● Using the information:
A. Can you transcribe, word for word, the part of the memory notes that opens with the words containing "3. Expression: The" and closes with "supporting long-term memory."?
B. What are the phases of LTP listed in the memory notes? Give every one.

Top of Document segment

Fundamental Concepts

  • Principle: "Neurons that fire together, wire together."
  • Hebbian Synapse: Refers to synapses that strengthen through simultaneous activation of presynaptic and postsynaptic neurons.
  • Long-term Potentiation (LTP): A long-lasting enhancement in synaptic strength following high-frequency stimulation of a synapse.
    • Key Features of LTP:
    • Occurs when stimulation of the presynaptic neuron coincides with activity in the postsynaptic neuron.
    • Involves the neurotransmitter glutamate targeting NMDA receptors.

Phases of LTP:

  1. Induction: Occurs during the learning period when insights or experiences are formed.
  2. Maintenance: The phase where the memory is established and maintained.
  3. Expression: The recall of stored memories; activation of specific memory traces.

Additional Concepts:

  • Molecular Changes in Maintenance and Expression:
    • Dendritic spines involved in increasing specificity and efficiency within memory circuits.
    • Activation of transcription factors and epigenetic changes supporting long-term memory.
  • Variability in Cellular Mechanisms: Other forms of LTP observed beyond synaptic changes.
    • Nonsynaptic Mechanisms of Learning: Involves changes in myelin affecting neuron signaling.
    • Long-Term Depression (LTD): Represents a decrease in synaptic efficiency, in contrast to LTP.

Memory and Attention

Role of Attention

  • Selective Attention: The capacity to focus on specific stimuli while ignoring others.
  • Dual-task Deficits: Highlights the limitations and challenges of attention during cognitive tasks.
  • Atkinson and Shiffrin's Theory of Memory Model:
    • Framework illustrating the flow of information:
    1. Begins with sensory input directed into sensory memory.

Bottom of Document segment
Top of Material supplied

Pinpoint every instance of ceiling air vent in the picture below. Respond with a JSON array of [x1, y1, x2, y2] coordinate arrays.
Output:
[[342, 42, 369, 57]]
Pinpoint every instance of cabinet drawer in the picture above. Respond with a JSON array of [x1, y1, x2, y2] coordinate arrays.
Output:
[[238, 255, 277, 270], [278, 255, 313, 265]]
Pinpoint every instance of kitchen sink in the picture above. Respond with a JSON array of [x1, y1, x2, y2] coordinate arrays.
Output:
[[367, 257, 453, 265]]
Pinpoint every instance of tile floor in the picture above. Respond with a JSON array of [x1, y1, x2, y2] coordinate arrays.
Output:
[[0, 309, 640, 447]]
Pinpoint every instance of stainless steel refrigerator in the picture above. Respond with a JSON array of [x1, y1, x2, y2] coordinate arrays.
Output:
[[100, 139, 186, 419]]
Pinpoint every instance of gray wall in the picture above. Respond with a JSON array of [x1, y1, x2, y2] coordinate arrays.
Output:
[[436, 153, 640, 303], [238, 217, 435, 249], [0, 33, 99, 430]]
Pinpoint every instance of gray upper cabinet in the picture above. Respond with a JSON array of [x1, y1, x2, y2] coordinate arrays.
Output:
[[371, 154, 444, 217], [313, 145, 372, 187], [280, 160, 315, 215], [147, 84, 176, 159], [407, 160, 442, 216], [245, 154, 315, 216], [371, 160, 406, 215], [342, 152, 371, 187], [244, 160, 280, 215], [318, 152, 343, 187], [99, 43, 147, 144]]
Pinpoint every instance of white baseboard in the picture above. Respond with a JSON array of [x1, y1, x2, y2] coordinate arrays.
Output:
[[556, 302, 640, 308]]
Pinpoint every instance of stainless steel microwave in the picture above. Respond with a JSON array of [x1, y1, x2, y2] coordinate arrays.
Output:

Bottom of Material supplied

● Answers by task:
A.
3. Expression: The recall of stored memories; activation of specific memory traces.

Additional Concepts:

  • Molecular Changes in Maintenance and Expression:
    • Dendritic spines involved in increasing specificity and efficiency within memory circuits.
    • Activation of transcription factors and epigenetic changes supporting long-term memory.

B. Induction, Maintenance, Expression